[Collected data entries]
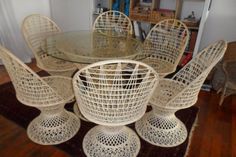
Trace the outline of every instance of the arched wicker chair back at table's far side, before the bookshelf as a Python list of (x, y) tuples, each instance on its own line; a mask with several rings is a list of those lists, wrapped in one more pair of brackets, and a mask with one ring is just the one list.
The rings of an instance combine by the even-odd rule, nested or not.
[(126, 37), (133, 33), (129, 17), (114, 10), (100, 14), (94, 21), (93, 30), (109, 36)]

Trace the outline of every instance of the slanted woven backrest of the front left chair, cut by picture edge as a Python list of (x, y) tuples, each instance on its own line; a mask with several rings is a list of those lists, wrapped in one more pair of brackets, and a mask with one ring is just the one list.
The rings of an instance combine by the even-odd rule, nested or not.
[(0, 47), (0, 51), (0, 58), (9, 73), (20, 102), (34, 107), (65, 103), (65, 100), (28, 66), (5, 48)]

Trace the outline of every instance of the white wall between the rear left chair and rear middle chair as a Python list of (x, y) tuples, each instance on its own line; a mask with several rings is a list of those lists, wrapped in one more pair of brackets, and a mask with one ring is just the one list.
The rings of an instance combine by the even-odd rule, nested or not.
[(52, 19), (63, 31), (92, 28), (93, 0), (50, 0)]

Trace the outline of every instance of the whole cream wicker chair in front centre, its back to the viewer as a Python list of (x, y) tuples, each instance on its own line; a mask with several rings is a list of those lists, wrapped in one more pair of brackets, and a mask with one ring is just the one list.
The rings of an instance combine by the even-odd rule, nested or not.
[(159, 80), (146, 64), (132, 60), (97, 62), (78, 71), (73, 87), (81, 113), (99, 124), (84, 137), (87, 156), (136, 156), (140, 140), (124, 126), (140, 119)]

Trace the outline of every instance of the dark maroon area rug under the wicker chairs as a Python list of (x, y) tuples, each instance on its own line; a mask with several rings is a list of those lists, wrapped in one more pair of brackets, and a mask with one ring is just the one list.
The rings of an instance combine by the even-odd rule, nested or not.
[[(44, 73), (41, 73), (44, 75)], [(73, 103), (66, 104), (66, 109), (72, 111)], [(188, 133), (191, 132), (192, 126), (196, 120), (198, 108), (192, 106), (188, 109), (180, 110), (176, 113), (177, 117), (185, 124)], [(36, 108), (28, 107), (17, 101), (15, 96), (15, 90), (12, 84), (6, 83), (0, 85), (0, 114), (22, 126), (27, 128), (29, 122), (34, 119), (38, 114), (39, 110)], [(71, 156), (85, 156), (82, 149), (83, 137), (89, 129), (95, 124), (81, 121), (81, 128), (79, 132), (69, 141), (56, 145), (61, 150), (64, 150)], [(134, 129), (134, 124), (129, 125)], [(162, 148), (153, 146), (143, 140), (141, 140), (141, 150), (139, 157), (183, 157), (188, 147), (188, 139), (181, 145), (173, 148)]]

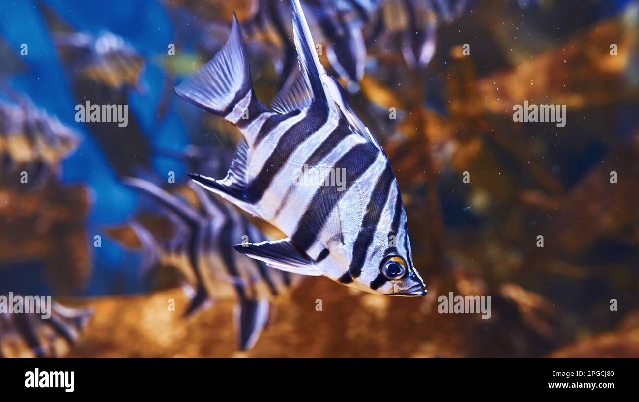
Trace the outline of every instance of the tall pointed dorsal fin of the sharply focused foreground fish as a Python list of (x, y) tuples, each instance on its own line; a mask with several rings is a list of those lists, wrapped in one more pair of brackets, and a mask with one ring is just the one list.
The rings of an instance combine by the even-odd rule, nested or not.
[(326, 70), (319, 63), (319, 57), (311, 37), (311, 30), (306, 22), (306, 17), (304, 17), (300, 0), (291, 0), (291, 9), (293, 11), (295, 48), (300, 62), (300, 71), (302, 71), (302, 76), (304, 77), (305, 89), (311, 94), (312, 101), (323, 102), (328, 107), (332, 107), (330, 93), (322, 84), (322, 75), (326, 74)]

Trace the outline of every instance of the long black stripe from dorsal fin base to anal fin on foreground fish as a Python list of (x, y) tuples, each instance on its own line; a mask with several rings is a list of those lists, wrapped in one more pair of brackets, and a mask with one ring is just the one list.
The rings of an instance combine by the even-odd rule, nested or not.
[[(328, 108), (323, 105), (314, 104), (309, 108), (307, 115), (298, 123), (293, 124), (286, 130), (277, 141), (275, 149), (266, 158), (262, 170), (250, 182), (247, 188), (246, 200), (255, 204), (263, 197), (266, 189), (270, 186), (275, 175), (284, 167), (289, 156), (295, 149), (312, 133), (318, 131), (328, 120)], [(309, 134), (311, 133), (311, 134)]]

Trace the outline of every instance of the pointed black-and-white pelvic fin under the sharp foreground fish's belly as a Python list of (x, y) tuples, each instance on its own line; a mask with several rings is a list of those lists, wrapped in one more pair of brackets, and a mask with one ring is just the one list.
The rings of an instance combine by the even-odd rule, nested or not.
[(312, 258), (300, 250), (288, 237), (271, 242), (238, 244), (235, 249), (243, 255), (263, 261), (281, 271), (307, 276), (322, 275), (316, 269)]

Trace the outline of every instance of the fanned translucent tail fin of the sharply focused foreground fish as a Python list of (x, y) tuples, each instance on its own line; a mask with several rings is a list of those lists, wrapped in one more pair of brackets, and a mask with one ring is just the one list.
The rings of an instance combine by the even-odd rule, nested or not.
[(235, 14), (224, 47), (174, 91), (197, 107), (233, 124), (267, 110), (253, 91), (242, 30)]

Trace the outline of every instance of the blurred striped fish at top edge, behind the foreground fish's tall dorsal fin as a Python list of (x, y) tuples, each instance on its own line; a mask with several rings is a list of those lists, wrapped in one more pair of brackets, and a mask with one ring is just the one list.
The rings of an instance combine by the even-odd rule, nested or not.
[[(366, 45), (362, 36), (364, 24), (379, 8), (380, 0), (307, 0), (311, 11), (311, 26), (318, 40), (327, 42), (327, 57), (337, 74), (354, 87), (364, 76)], [(268, 29), (278, 36), (284, 47), (281, 75), (291, 77), (297, 69), (295, 46), (291, 43), (288, 6), (282, 0), (260, 0), (255, 15), (243, 22), (249, 33), (264, 33)]]

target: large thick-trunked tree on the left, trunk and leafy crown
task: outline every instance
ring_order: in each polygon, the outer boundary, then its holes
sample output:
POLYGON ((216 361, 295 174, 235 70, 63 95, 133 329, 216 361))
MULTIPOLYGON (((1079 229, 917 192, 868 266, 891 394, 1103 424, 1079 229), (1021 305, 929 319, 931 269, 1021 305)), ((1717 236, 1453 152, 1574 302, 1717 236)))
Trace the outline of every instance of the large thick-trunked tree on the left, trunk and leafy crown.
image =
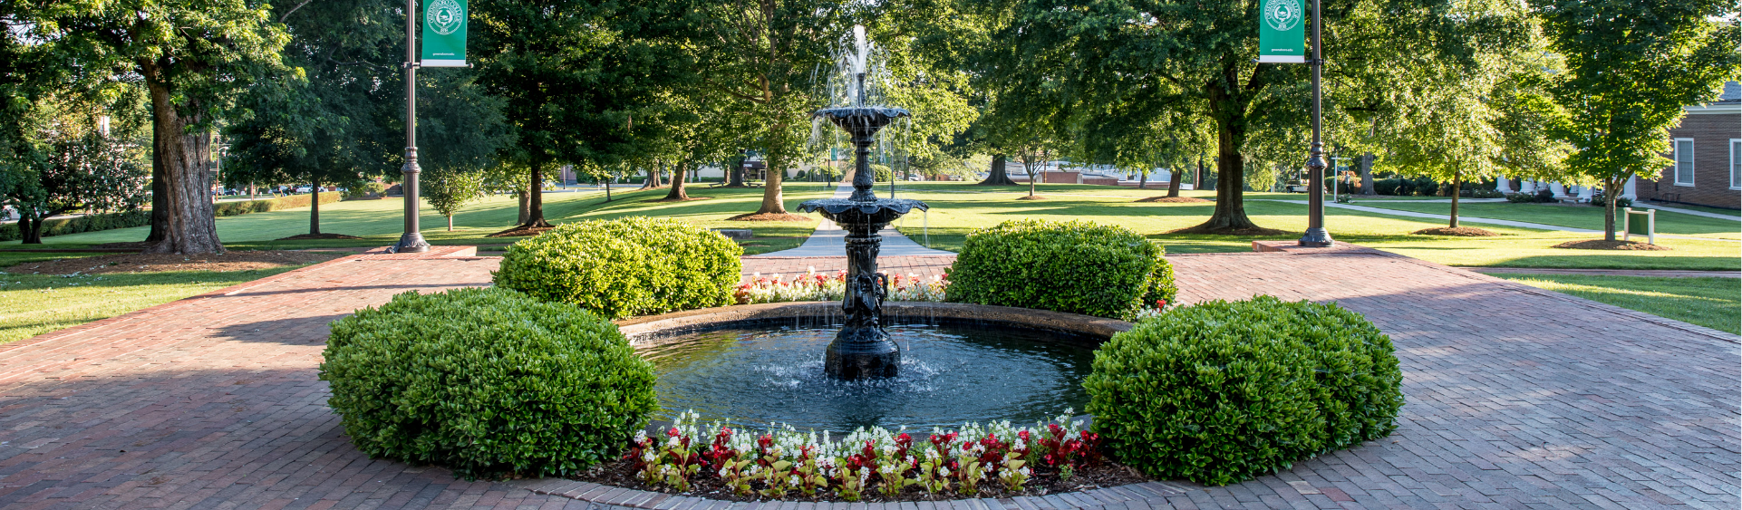
POLYGON ((146 252, 223 252, 211 205, 211 127, 256 77, 280 70, 289 40, 265 3, 70 0, 21 14, 44 59, 143 78, 152 103, 152 237, 146 252))

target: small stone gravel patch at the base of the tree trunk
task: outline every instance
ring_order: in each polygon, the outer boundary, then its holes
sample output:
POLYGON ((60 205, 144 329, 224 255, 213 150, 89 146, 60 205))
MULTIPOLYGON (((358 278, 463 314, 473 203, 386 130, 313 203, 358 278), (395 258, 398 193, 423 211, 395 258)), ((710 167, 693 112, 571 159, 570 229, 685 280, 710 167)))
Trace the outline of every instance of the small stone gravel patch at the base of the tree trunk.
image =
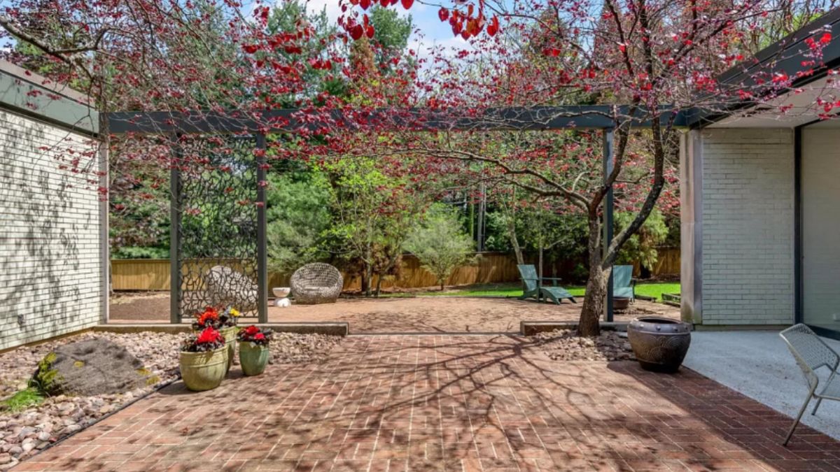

TO DO —
For each entry above, write it out again exactly but leave out any picture.

EXERCISE ANSWER —
Trace the outline of every instance of the arched wicker chair back at table's far side, before the bookshelf as a Python list of (x, y) tuples, each instance on its own line; a mask with several rings is a list of those lists, wrapped in one more pair of brackets, and a mask with one ring is just the one list.
The rings of an instance combine by the even-odd rule, nested or not.
[(126, 37), (133, 33), (129, 17), (114, 10), (100, 14), (94, 21), (93, 30), (109, 36)]

Trace the outline of every instance of the slanted woven backrest of the front left chair, cut by picture edge as a Python list of (x, y) tuples, each instance on its own line; a mask with several rings is a list of those lists, wrapped in one more pair of brackets, and a mask with one ring is just the one list.
The rings of an instance combine by the even-odd rule, nested or not.
[(0, 47), (0, 51), (0, 58), (9, 73), (20, 102), (34, 107), (65, 103), (65, 100), (28, 66), (5, 48)]

Trace the outline of every instance of the white wall between the rear left chair and rear middle chair as a Python list of (x, y) tuples, each instance on its own line; a mask with several rings is a list of those lists, wrapped in one more pair of brackets, and a mask with one ring is just the one list.
The rings of an instance combine by the even-odd rule, nested or not.
[(52, 19), (63, 31), (92, 28), (93, 0), (50, 0)]

Trace the outline of every instance of the whole cream wicker chair in front centre, its back to the viewer as a Python list of (x, y) tuples, each instance on its own line; a mask with several rings is a list of those lists, wrapped in one more pair of brackets, and a mask with one ring is just the one list.
The rings of an instance combine by the even-odd rule, nested or not.
[(159, 80), (146, 64), (132, 60), (97, 62), (78, 71), (73, 87), (81, 113), (99, 124), (84, 137), (87, 156), (136, 156), (140, 140), (124, 126), (140, 119)]

Trace the outline of every instance of the dark maroon area rug under the wicker chairs as a Python list of (x, y) tuples, each instance on its own line; a mask with several rings is a list of those lists, wrapped in one more pair of brackets, and a mask with one ring is just the one list.
The rings of an instance combine by the even-odd rule, nested or not.
[[(44, 73), (41, 73), (44, 75)], [(73, 103), (66, 104), (66, 109), (72, 111)], [(188, 133), (191, 132), (192, 126), (196, 120), (198, 108), (192, 106), (188, 109), (180, 110), (176, 113), (177, 117), (185, 124)], [(36, 108), (28, 107), (17, 101), (15, 96), (15, 90), (12, 84), (6, 83), (0, 85), (0, 114), (22, 126), (27, 128), (29, 122), (34, 119), (38, 114), (39, 110)], [(71, 156), (85, 156), (82, 149), (83, 137), (89, 129), (95, 124), (81, 121), (81, 128), (79, 132), (69, 141), (56, 145), (61, 150), (64, 150)], [(134, 129), (134, 124), (129, 125)], [(162, 148), (153, 146), (143, 140), (141, 140), (141, 150), (139, 157), (183, 157), (188, 147), (188, 139), (181, 145), (173, 148)]]

Trace the outline of every instance of the tall pointed dorsal fin of the sharply focused foreground fish as a Python list of (x, y) tuples, each instance on its own line; a mask with several rings is a list of those lists, wrapped in one more pair of brackets, and a mask with one ring is just the one list.
The rings of an instance combine by the even-odd rule, nested or not.
[(326, 70), (319, 63), (319, 57), (311, 37), (311, 30), (306, 22), (306, 17), (304, 17), (300, 0), (291, 0), (291, 9), (293, 11), (295, 48), (300, 62), (300, 71), (302, 71), (302, 76), (304, 77), (305, 89), (311, 94), (312, 101), (323, 102), (328, 107), (332, 107), (330, 93), (322, 84), (322, 75), (326, 74)]

Trace the outline of every instance of the long black stripe from dorsal fin base to anal fin on foreground fish as a Python list of (x, y) tuples, each instance on its own line; a mask with several rings is a list of those lists, wrapped in one more pair of brackets, and a mask with one ring is just the one list.
The rings of an instance combine by the even-odd rule, nested or not.
[[(328, 108), (323, 105), (314, 104), (309, 108), (307, 115), (298, 123), (293, 124), (286, 130), (277, 141), (275, 149), (266, 158), (262, 170), (250, 182), (247, 188), (246, 200), (255, 204), (263, 197), (266, 189), (270, 186), (275, 175), (284, 167), (289, 156), (295, 149), (312, 133), (318, 131), (328, 120)], [(309, 134), (311, 133), (311, 134)]]

Trace the outline of every instance of the pointed black-and-white pelvic fin under the sharp foreground fish's belly as a Python list of (x, y) tuples, each instance on its own line; a mask with several rings is a list of those lists, wrapped in one more pair of brackets, and a mask with one ring is just the one list.
The rings of an instance combine by the even-odd rule, nested or not.
[(312, 258), (300, 250), (288, 237), (271, 242), (238, 244), (235, 249), (243, 255), (263, 261), (281, 271), (307, 276), (322, 275), (316, 269)]

Trace the outline of every instance of the fanned translucent tail fin of the sharply focused foreground fish as a Python list of (x, y) tuples, each instance on its own line; a mask with several rings is a list of those lists, wrapped in one more pair of brackets, and a mask with one ring is just the one list.
The rings of an instance combine by the even-odd rule, nested or not.
[(235, 14), (224, 47), (174, 91), (197, 107), (233, 124), (267, 110), (253, 91), (242, 30)]

Trace the outline of every instance of the blurred striped fish at top edge, behind the foreground fish's tall dorsal fin as a Python list of (x, y) tuples, each instance on its own line; a mask with several rings is a list of those lists, wrapped in one more pair of brackets, and a mask with one ring is just the one list.
The rings of an instance combine by the even-odd rule, nested or not.
[[(366, 45), (362, 36), (364, 24), (379, 8), (380, 0), (307, 0), (311, 11), (311, 26), (318, 40), (327, 42), (327, 57), (337, 74), (354, 87), (364, 76)], [(268, 29), (278, 36), (284, 47), (281, 75), (291, 77), (297, 69), (295, 46), (291, 43), (288, 6), (282, 0), (260, 0), (255, 15), (243, 22), (249, 33), (264, 33)]]

target: large thick-trunked tree on the left, trunk and leafy crown
task: outline every instance
ring_order: in each polygon, the outer boundary, then its holes
sample output:
POLYGON ((216 361, 295 174, 235 70, 63 95, 133 329, 216 361))
MULTIPOLYGON (((1079 229, 917 192, 868 266, 891 394, 1103 424, 1079 229), (1021 305, 929 319, 931 269, 1021 305)), ((1717 236, 1453 152, 1574 302, 1717 236)))
Trace the outline of every instance of the large thick-trunked tree on the left, trunk and leafy crown.
image =
POLYGON ((146 252, 223 252, 211 205, 211 127, 256 77, 280 70, 289 40, 265 3, 70 0, 21 14, 44 59, 143 78, 152 103, 152 237, 146 252))

target: small stone gravel patch at the base of the tree trunk
task: outline every instance
ring_order: in each polygon, the outer boundary, then its holes
sample output:
POLYGON ((60 205, 144 329, 224 255, 213 150, 89 146, 60 205))
MULTIPOLYGON (((358 278, 463 314, 473 203, 386 130, 313 203, 358 278), (395 258, 398 193, 423 211, 395 258)), ((710 167, 693 112, 571 159, 570 229, 685 280, 710 167)))
Trace the outline of every instance of the small stone gravel patch at the base of the tree trunk.
image =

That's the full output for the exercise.